--- Data to process ---

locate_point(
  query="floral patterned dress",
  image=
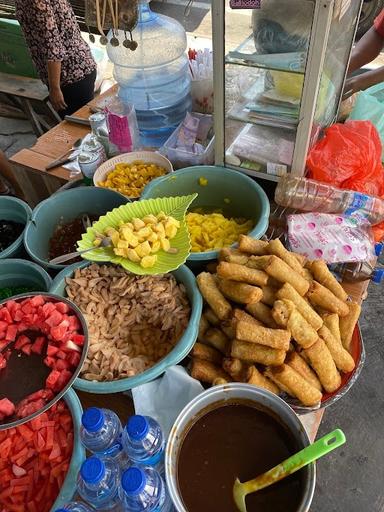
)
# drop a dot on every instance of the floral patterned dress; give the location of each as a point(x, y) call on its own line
point(52, 34)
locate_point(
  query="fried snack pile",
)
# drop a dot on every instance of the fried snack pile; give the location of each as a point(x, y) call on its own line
point(274, 320)
point(213, 231)
point(130, 179)
point(141, 239)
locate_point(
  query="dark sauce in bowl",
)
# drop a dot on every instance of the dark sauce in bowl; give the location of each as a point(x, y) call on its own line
point(236, 440)
point(65, 237)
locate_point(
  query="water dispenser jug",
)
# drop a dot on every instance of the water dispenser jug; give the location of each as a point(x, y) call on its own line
point(155, 77)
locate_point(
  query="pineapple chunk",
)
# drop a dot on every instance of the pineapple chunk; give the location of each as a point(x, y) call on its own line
point(122, 244)
point(150, 219)
point(156, 246)
point(148, 261)
point(165, 245)
point(138, 224)
point(159, 228)
point(133, 256)
point(144, 232)
point(171, 231)
point(153, 237)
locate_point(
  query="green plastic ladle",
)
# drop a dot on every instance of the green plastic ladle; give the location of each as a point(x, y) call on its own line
point(301, 459)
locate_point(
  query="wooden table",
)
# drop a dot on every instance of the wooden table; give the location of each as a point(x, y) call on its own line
point(29, 164)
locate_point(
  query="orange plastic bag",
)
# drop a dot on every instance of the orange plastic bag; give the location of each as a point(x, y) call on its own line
point(349, 157)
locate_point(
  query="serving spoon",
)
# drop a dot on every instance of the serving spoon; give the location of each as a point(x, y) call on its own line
point(105, 242)
point(301, 459)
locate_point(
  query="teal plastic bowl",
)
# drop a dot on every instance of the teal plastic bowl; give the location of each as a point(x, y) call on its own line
point(78, 454)
point(17, 272)
point(235, 193)
point(62, 208)
point(181, 350)
point(17, 210)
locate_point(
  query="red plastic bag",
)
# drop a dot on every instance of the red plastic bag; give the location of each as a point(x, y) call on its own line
point(349, 157)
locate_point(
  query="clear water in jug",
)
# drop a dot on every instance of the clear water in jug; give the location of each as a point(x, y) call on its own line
point(155, 77)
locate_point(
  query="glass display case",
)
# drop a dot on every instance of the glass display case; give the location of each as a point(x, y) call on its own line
point(279, 73)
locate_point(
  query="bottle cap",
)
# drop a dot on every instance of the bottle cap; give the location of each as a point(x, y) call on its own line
point(92, 419)
point(92, 470)
point(137, 427)
point(379, 249)
point(133, 481)
point(378, 275)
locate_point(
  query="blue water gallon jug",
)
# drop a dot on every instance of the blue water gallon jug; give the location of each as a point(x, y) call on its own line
point(155, 77)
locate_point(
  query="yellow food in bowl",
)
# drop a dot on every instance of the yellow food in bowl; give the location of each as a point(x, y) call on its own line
point(141, 239)
point(130, 179)
point(213, 231)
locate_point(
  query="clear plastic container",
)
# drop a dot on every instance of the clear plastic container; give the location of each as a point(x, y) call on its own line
point(310, 195)
point(98, 483)
point(100, 433)
point(180, 157)
point(75, 506)
point(143, 442)
point(143, 489)
point(155, 77)
point(358, 272)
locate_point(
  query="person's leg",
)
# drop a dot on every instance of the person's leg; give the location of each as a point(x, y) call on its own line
point(78, 94)
point(6, 172)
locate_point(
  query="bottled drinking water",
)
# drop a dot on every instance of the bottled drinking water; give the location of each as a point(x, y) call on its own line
point(143, 489)
point(306, 195)
point(100, 433)
point(155, 77)
point(143, 442)
point(75, 506)
point(98, 483)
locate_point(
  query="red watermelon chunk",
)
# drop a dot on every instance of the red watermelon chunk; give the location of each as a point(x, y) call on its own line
point(7, 408)
point(38, 345)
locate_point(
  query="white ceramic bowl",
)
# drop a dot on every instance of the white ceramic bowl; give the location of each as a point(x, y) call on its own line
point(148, 157)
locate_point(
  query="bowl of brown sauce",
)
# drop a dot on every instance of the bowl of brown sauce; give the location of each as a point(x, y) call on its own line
point(230, 431)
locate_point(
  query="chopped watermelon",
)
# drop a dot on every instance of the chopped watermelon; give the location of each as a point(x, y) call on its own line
point(60, 344)
point(34, 461)
point(7, 408)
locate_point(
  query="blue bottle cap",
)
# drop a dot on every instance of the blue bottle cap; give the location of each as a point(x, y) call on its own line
point(133, 481)
point(137, 427)
point(92, 419)
point(92, 470)
point(379, 249)
point(378, 275)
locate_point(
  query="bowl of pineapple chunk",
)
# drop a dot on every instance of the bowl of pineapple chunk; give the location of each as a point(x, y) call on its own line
point(145, 237)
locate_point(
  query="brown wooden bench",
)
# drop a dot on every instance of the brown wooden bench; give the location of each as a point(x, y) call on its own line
point(26, 93)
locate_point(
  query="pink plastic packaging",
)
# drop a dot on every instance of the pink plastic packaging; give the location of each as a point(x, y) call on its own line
point(334, 238)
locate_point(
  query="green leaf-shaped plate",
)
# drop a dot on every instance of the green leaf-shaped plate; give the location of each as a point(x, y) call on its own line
point(166, 262)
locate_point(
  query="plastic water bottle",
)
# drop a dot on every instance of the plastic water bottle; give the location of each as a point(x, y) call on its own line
point(98, 483)
point(356, 272)
point(143, 489)
point(75, 506)
point(143, 442)
point(309, 195)
point(100, 433)
point(155, 77)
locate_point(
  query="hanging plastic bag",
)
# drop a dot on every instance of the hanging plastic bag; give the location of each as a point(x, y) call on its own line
point(349, 157)
point(370, 106)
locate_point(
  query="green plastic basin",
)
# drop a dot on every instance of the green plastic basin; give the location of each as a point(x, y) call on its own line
point(17, 210)
point(62, 208)
point(16, 272)
point(180, 351)
point(234, 193)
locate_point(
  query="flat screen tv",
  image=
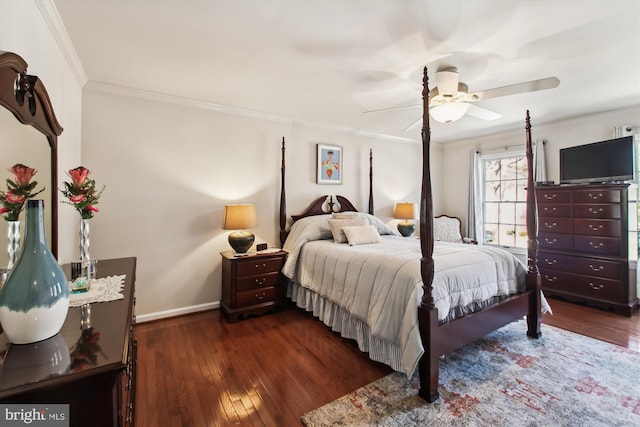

---

## The exercise
Reproduce the listing above in full, changing "drop a dot" to "place a marker" everywhere it occurs and leaving everything else untouched. Omit the pictures from your copy.

## Answer in full
locate_point(
  query="floral patterned dress",
  image=
)
# place a marker on every instance of the floral patterned dress; give the location of each as a point(x, y) call on its own line
point(52, 34)
locate_point(
  query="fried snack pile",
)
# place a marker on every instance of the fried snack pile; give the location of each as a point(x, y) call on its own line
point(274, 320)
point(213, 231)
point(130, 179)
point(141, 239)
locate_point(
  query="dark sauce in bowl",
)
# place a marker on every instance of the dark sauce in bowl; give the location of each as a point(x, y) call on its own line
point(236, 440)
point(65, 237)
locate_point(
  query="water dispenser jug",
)
# place a marker on every instance of the water dispenser jug; give the location of each as a point(x, y) call on its own line
point(155, 77)
locate_point(
  query="pineapple chunk",
)
# place a marker on every instance of the pineapple chunk; give the location of each as a point(x, y) call on its own line
point(122, 244)
point(150, 219)
point(156, 246)
point(148, 261)
point(165, 245)
point(138, 224)
point(159, 228)
point(133, 256)
point(144, 232)
point(171, 231)
point(153, 237)
locate_point(
  query="green plastic ladle",
)
# place a marker on every instance of the green plastic ladle; give the location of each as a point(x, y) call on its own line
point(301, 459)
locate_point(
  query="wooden table",
)
# place a marker on every instance of the wooden table; give the location of each as a point(x, y) call on its own line
point(29, 164)
locate_point(
  query="orange plastic bag",
)
# place a marker on every instance of the orange plastic bag; give the location of each as a point(x, y) call on its own line
point(349, 157)
locate_point(
  query="serving spoon",
)
# place a marker on every instance of the serving spoon; give the location of each as a point(x, y) call on its own line
point(105, 242)
point(301, 459)
locate_point(
  query="teal plastic bowl",
)
# place a marker on every instance of the teal plastic bowl; give the location of each as a point(x, y) call on its own line
point(78, 454)
point(17, 272)
point(235, 193)
point(62, 208)
point(181, 350)
point(17, 210)
locate_point(
  query="red plastic bag",
)
# place a marker on every instance of the red plastic bag; give the location of each as a point(x, y) call on its own line
point(349, 157)
locate_point(
  query="clear water in jug",
)
# place a marker on every instance of the clear water in jug; give the location of each as a point(x, y) call on its own line
point(155, 77)
locate_point(
  query="glass display case",
)
# place a marker on every instance of the glass display case; give the location of each as a point(x, y) call on its own line
point(279, 73)
locate_point(
  query="bottle cap",
)
# place a marker on every instance of the bottle cap; give the location of each as a point(x, y) call on its own line
point(92, 419)
point(92, 470)
point(137, 427)
point(379, 249)
point(133, 481)
point(378, 275)
locate_point(
  query="blue water gallon jug",
)
# place a marker on every instance of the blue water gallon jug; give the location of each as a point(x, y) call on its own line
point(155, 77)
locate_point(
  query="yellow food in bowl",
)
# place a marker on every instance of the yellow food in bowl; give the location of each as a point(x, y) call on its own line
point(141, 239)
point(130, 179)
point(213, 231)
locate_point(
  query="clear plastic container",
)
# place a marker on every instance of the clear plastic container; give the location of each as a point(x, y) call on its own line
point(310, 195)
point(98, 483)
point(100, 433)
point(180, 157)
point(75, 506)
point(143, 442)
point(143, 489)
point(155, 77)
point(358, 272)
locate_point(
  query="person's leg",
)
# place a marker on every instance of the person's leg; give the location of each as a point(x, y) call on its own line
point(78, 94)
point(6, 172)
locate_point(
  query="bottled drinking water",
)
# place a marker on every instance of the bottled drinking water; give the location of each as a point(x, y) call on its own line
point(143, 489)
point(306, 195)
point(100, 433)
point(155, 77)
point(143, 442)
point(75, 506)
point(98, 483)
locate_point(
  query="red watermelon chunk",
)
# place a marker on every instance of the red watermelon chunk; give the location of each as a point(x, y) call on its own line
point(7, 408)
point(38, 345)
locate_point(
  query="white ceramic bowl",
)
# place a marker on every instance of the white ceramic bowl; give the location of each as a point(x, y) call on its own line
point(148, 157)
locate_point(
  query="bowl of brown sauce",
)
# place a marker on every instance of the bowl of brown sauce; give the location of each as a point(x, y) call on its own line
point(230, 431)
locate_point(
  query="chopped watermelon",
)
# place a marker on every instance of the chopped watermelon; give the location of each as a point(x, y) call on its own line
point(60, 344)
point(34, 461)
point(7, 408)
locate_point(
  query="blue bottle cap",
)
# place a marker on every instance of the blue bottle cap; give the location of each as a point(x, y) call on its own line
point(133, 481)
point(137, 427)
point(92, 419)
point(92, 470)
point(379, 249)
point(378, 275)
locate_point(
  query="bowl of pineapple chunk",
)
# place a marker on every instance of the bowl of pineapple chunk; give the location of each as a point(x, y) call on its own line
point(145, 237)
locate_point(
  query="brown wooden bench",
)
# place a marker on every instance of the brown wooden bench; give the location of each as a point(x, y) call on its own line
point(26, 93)
locate_point(
  query="pink plastic packaging",
)
# place a marker on every instance of the pink plastic packaging; give the location of each as a point(x, y) call on its own line
point(334, 238)
locate_point(
  query="green leaf-shaped plate",
)
# place a marker on every instance of the green leaf-shaped plate; give the location of each as a point(x, y) call on its own line
point(166, 262)
locate_point(
  query="plastic water bottle",
)
# place a marker on every instance of the plastic water bottle; give the location of each as a point(x, y) call on its own line
point(98, 483)
point(356, 272)
point(143, 489)
point(75, 506)
point(143, 442)
point(309, 195)
point(100, 433)
point(155, 77)
locate_point(
  query="hanging plastic bag",
)
# place a marker on every instance of the hanging plastic bag; give the location of each as a point(x, y) call on its own line
point(349, 157)
point(370, 106)
locate_point(
  query="green plastic basin",
)
# place a marker on every instance of the green plastic basin; give the location of each as a point(x, y) call on its own line
point(17, 210)
point(62, 208)
point(16, 272)
point(180, 351)
point(234, 193)
locate_point(
  query="flat screen tv",
  image=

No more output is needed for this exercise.